Coordinate annotation records:
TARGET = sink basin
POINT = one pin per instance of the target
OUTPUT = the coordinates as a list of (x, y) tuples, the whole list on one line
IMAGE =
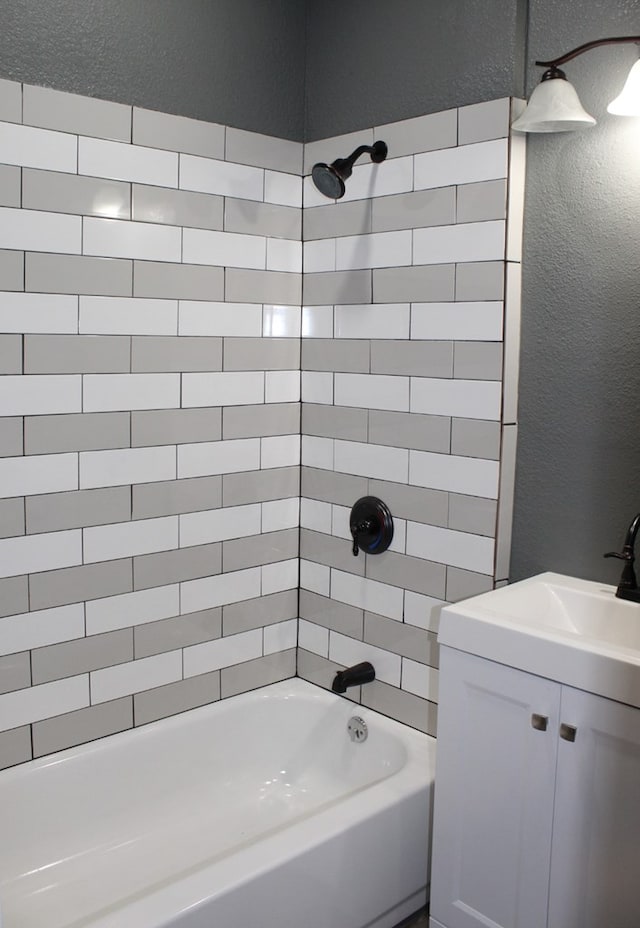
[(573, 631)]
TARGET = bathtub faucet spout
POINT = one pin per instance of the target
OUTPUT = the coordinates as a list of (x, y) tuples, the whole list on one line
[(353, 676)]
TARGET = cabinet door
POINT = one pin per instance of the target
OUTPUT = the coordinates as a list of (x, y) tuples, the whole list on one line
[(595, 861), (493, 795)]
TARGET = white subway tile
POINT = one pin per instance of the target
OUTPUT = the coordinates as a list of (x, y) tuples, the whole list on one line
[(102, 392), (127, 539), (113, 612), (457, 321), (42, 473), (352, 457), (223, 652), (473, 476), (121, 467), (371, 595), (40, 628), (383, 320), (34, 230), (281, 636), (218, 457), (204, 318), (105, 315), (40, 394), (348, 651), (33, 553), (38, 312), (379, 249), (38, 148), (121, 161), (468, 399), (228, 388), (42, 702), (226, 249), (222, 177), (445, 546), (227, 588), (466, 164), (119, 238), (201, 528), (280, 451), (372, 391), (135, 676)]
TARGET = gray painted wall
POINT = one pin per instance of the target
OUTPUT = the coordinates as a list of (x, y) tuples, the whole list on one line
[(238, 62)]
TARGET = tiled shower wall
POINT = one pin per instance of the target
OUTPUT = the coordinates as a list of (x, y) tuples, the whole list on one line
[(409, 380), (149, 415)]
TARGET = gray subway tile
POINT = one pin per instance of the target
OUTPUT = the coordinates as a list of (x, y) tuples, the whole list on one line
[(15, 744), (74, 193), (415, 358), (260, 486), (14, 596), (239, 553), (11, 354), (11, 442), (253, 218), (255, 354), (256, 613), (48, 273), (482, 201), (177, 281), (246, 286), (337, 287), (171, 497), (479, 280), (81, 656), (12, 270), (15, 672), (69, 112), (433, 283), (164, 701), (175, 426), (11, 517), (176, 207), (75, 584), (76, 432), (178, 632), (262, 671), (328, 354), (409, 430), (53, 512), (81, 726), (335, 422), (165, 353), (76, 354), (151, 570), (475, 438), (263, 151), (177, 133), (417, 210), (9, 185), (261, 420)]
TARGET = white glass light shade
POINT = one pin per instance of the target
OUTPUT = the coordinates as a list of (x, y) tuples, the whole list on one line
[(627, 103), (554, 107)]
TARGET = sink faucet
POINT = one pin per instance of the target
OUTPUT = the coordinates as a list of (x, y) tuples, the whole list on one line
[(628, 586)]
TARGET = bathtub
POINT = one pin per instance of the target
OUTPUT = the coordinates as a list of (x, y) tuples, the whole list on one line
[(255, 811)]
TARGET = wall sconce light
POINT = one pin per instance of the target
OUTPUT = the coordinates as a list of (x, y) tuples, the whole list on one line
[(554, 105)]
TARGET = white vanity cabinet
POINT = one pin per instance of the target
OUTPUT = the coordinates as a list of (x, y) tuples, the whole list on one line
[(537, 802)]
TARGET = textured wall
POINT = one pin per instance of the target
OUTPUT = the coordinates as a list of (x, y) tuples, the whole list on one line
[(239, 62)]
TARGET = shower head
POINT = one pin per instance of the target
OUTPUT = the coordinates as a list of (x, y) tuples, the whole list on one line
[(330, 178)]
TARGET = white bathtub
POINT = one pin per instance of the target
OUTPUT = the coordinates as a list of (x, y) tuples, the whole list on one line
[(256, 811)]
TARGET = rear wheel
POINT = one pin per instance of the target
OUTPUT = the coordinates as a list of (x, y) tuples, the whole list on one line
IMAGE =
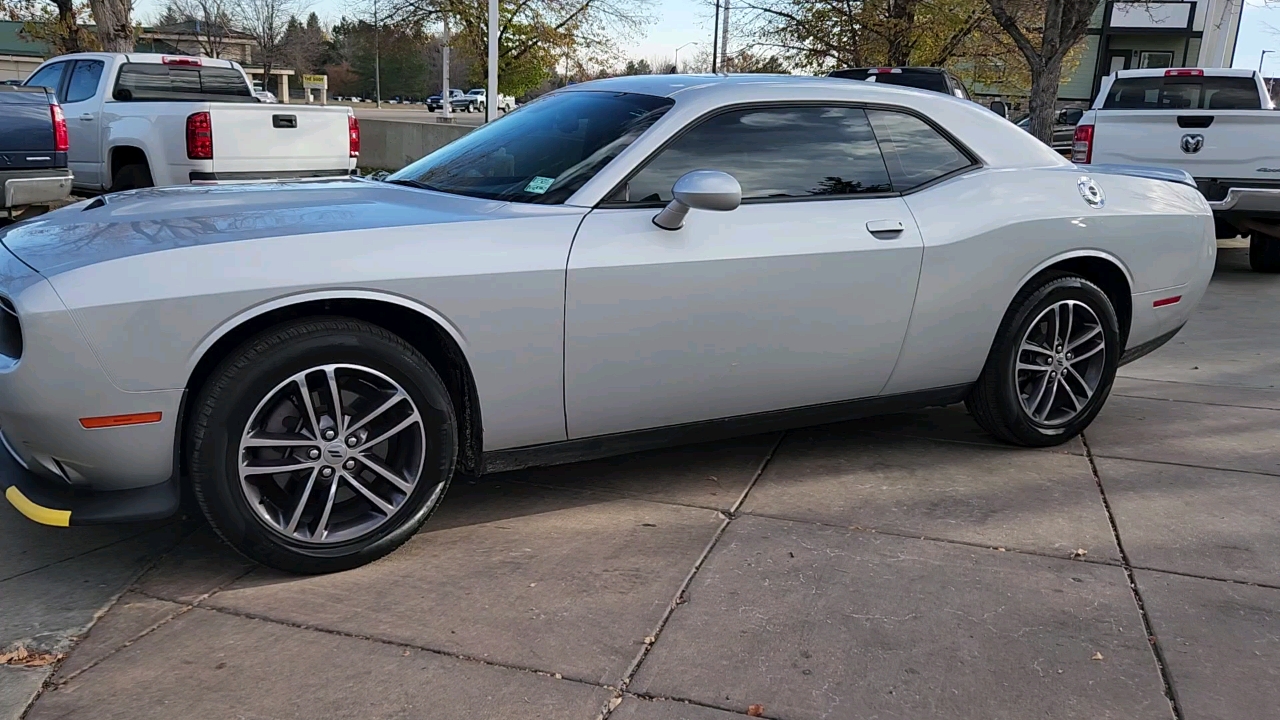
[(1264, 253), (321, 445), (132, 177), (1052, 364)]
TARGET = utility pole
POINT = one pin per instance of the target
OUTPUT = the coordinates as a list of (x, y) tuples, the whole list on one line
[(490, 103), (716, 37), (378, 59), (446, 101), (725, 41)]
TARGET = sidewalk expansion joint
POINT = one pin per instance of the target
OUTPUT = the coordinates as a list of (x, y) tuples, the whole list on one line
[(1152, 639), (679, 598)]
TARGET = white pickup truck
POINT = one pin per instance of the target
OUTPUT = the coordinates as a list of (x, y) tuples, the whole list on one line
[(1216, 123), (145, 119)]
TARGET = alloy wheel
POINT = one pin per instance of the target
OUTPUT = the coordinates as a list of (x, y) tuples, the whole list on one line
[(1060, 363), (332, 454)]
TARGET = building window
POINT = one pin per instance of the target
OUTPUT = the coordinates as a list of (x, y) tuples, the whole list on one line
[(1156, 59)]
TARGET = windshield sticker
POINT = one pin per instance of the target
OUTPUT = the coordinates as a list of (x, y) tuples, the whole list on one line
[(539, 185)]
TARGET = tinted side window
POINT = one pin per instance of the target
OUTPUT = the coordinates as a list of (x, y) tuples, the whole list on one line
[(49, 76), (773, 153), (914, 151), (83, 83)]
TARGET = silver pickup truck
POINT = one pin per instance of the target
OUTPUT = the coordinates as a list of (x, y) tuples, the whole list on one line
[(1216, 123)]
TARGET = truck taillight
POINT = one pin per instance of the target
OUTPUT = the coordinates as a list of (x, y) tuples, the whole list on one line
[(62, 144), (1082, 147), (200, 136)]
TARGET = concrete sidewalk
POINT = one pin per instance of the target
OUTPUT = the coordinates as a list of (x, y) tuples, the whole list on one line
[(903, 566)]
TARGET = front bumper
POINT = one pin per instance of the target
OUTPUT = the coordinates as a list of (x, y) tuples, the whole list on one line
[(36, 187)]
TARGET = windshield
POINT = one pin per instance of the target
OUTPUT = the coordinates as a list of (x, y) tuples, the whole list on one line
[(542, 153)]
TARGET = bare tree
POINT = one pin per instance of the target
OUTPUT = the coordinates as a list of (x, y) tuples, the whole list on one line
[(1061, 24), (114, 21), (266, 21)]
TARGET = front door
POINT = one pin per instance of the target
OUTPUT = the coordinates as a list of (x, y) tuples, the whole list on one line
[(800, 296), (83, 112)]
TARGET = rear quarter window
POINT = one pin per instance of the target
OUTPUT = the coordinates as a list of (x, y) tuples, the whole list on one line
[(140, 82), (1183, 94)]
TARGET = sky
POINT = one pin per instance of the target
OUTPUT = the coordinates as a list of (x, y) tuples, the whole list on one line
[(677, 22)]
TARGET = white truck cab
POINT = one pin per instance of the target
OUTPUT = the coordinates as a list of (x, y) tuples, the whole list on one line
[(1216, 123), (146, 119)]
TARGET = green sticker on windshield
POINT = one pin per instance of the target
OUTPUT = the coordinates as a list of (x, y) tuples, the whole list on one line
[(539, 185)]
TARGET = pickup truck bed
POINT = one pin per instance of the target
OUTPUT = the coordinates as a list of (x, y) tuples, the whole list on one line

• Written instruction
Quote the entries in full. Any image among them is to be omitted from the copy.

• Result of the exercise
TARGET = sink basin
POINT = one pin per instance of the target
OUTPUT = the coordinates as a list of (x, y) tuples, the whole list on one line
IMAGE =
[(573, 631)]
TARGET = bathtub faucet spout
POINT = one pin per instance of the target
OUTPUT = the coordinates as a list of (x, y) tuples, the whole list on one line
[(353, 676)]
TARGET = cabinet door
POINT = one pin per instance of the target
OUTPUT = the coordinates as a list of (x, y) tuples, the whole list on one line
[(595, 861), (493, 795)]
TARGET = white subway tile
POINT = one pin per instance of the target
OUTPUT = the coordinates as a list of (x, y) tuples, the whole list on one line
[(102, 392), (127, 539), (113, 612), (457, 321), (42, 473), (352, 457), (223, 652), (473, 476), (121, 467), (371, 595), (40, 628), (383, 320), (34, 230), (281, 636), (218, 457), (204, 318), (105, 315), (40, 394), (348, 651), (33, 553), (38, 312), (379, 249), (38, 148), (121, 161), (468, 399), (228, 388), (42, 702), (226, 249), (222, 177), (445, 546), (227, 588), (466, 164), (119, 238), (201, 528), (280, 451), (372, 391), (135, 676)]
TARGET = gray painted wall
POINT = one pin per instance of the target
OUTPUT = the coordinates as a list of (x, y) tuples, the whole list on one line
[(238, 62)]
TARGET = tiled shower wall
POINT = one pin per instance of the target
OUTPUT = the coordinates as a list of (x, y) tuples, the whole list on one line
[(409, 380), (149, 415)]
TARGET = gray subway tile
POINT = one pin per instance of the target
OUTPUT = the coordinates as a list of (x, y) tuples, the whole list on one line
[(15, 744), (74, 193), (415, 358), (260, 486), (14, 596), (239, 553), (11, 354), (11, 442), (253, 218), (255, 354), (256, 613), (48, 273), (482, 201), (177, 281), (246, 286), (337, 287), (171, 497), (479, 280), (81, 656), (12, 270), (15, 672), (69, 112), (433, 283), (164, 701), (175, 426), (11, 517), (176, 207), (75, 584), (76, 432), (178, 632), (262, 671), (328, 354), (409, 430), (53, 512), (81, 726), (335, 422), (165, 353), (76, 354), (151, 570), (475, 438), (263, 151), (177, 133), (417, 210), (9, 185), (261, 420)]
TARGET = white glass light shade
POINT = one pin per instance of the target
OUTPUT = the coordinates as a list of (x, y) tuples, the whole list on one line
[(627, 103), (554, 107)]
TARGET = sink faucet
POINT = one pin per instance of the target
OUTPUT = the coordinates as a list of (x, y) tuples, the whole list on one line
[(628, 586)]
TARGET = bathtub
POINT = one pin per instance of the target
OUTPUT = the coordinates as a list of (x, y) tuples, the whole list on one line
[(255, 811)]
TARGET = wall sconce light
POINT = one pin per instance of the target
OUTPUT = the coordinates as a list of (x, y) tuples, the whole list on one line
[(554, 105)]
TARGET = white vanity cabinet
POINT = one pin per instance of the target
OUTPUT = the coordinates as a list of (x, y) tuples, the whole list on one line
[(537, 802)]
TARGET = textured wall
POINT = one pin per instance of the target
OUTPUT = the coordinates as a list of (x, y) tuples, the whole list on one line
[(239, 62)]
TARGET = shower head
POINT = one pin per instance of the target
OUTPUT = the coordinates as a list of (x, y) tuples, the whole list on one line
[(330, 178)]
TARGET = white bathtub
POINT = one pin per instance of the target
OUTPUT = the coordinates as a list of (x, y) tuples, the whole list on one line
[(256, 811)]
TARGET = rear wheel
POINT = one pin per instance of the target
OUTPUT = the coordinates as a list of (x, y) tuples, the whole list on one line
IMAGE =
[(1264, 253), (321, 445), (132, 177), (1052, 364)]
TARGET = utility pole
POINT = one pin per instance of the target
OUTPUT = the coordinates as a list of (x, y) tuples, the whole list on one line
[(490, 103), (716, 37), (378, 59), (446, 101), (725, 41)]
TARGET = sidewalk expansion joint
POINT = one pin per instance of the target
OUTPUT = the coordinates as a list of (x, y) tuples, the whole list on one line
[(1152, 639), (679, 598)]
TARGET = white pickup truck
POINT = one pin per instance of the target
OUTPUT = the coordinates as a list of (x, y) tuples, the whole list on one line
[(1216, 123), (145, 119)]
TARGET = alloy wheel
POINT = one pin per instance of the target
OUTPUT = the coordinates as a list of (x, y) tuples, the whole list on one line
[(1060, 363), (332, 454)]
TARGET = building window
POINT = one pin per instance of the target
OUTPUT = the coordinates as a list of (x, y) tuples, the whole list on one line
[(1156, 59)]
TARGET = windshield sticker
POINT = one pin per instance of the target
OUTPUT = the coordinates as a list of (x, y) tuples, the whole list on one line
[(539, 185)]
TARGET = tinted side window
POINT = one pin per instance of the target
OUTPUT = the coordinates as a list of (x, y) tuples, the whole list on one line
[(49, 76), (773, 153), (914, 151), (83, 83)]
TARGET = silver pickup truck
POINT = one pin per instance of the target
OUTPUT = the coordinates as a list of (x, y) tuples, the whole list on one line
[(1216, 123)]
TARGET = truck taillight
POINT = one pin per instance of the target
OUTPUT = the coordinates as a list of (x, y) tuples, the whole list on one line
[(62, 144), (1082, 147), (200, 136)]
TARGET = concrete sidewalk
POINT = one pin per instance of the target
OUTPUT = the coordinates as a list of (x, y) tuples, the whole list on one line
[(903, 566)]
TARGET = front bumper
POINT = one pin per instance of the target
OUTPUT = the coordinates as a list of (x, y) tuples, the whole list on one line
[(36, 187)]
TARGET = windshield
POINT = one pin per instance of the target
OUTPUT = the coordinates as a list of (x, y) tuples, the whole list on one line
[(542, 153)]
TARGET = bare tree
POINT = one pin per instance of the target
OUTPUT = the coordinates as a list of (x, y) tuples, the whole list on one line
[(1061, 24), (114, 21), (266, 21)]
TARGET = front door
POINT = one pin per instance of the target
OUTPUT = the coordinates as a list of (x, y) tuples, the whole list on one line
[(800, 296), (83, 112)]
TARGET = rear quarter window
POINT = one pin per instance of the target
OUTPUT = the coordinates as a list of (x, y) tuples, the whole list on one line
[(140, 82), (1183, 94)]
TARGET = sky
POINT = one pin per instance of the target
OUTPUT = the coordinates as a list of (x, y) tuples, the whole list on one line
[(677, 22)]
TARGET = white truck cab
POINT = one pin per instance of the target
OUTPUT = the coordinates as a list of (x, y) tuples, the whole list on one line
[(1216, 123), (146, 119)]
TARGET = green sticker on windshield
POINT = one pin per instance of the target
OUTPUT = the coordinates as a list of (x, y) tuples, the whole list on one line
[(539, 185)]
TARGET = pickup truck bed
POINT = one pin per instance of the target
OUTPUT = the coordinates as a list of (x, y) tuples, the whole list on one line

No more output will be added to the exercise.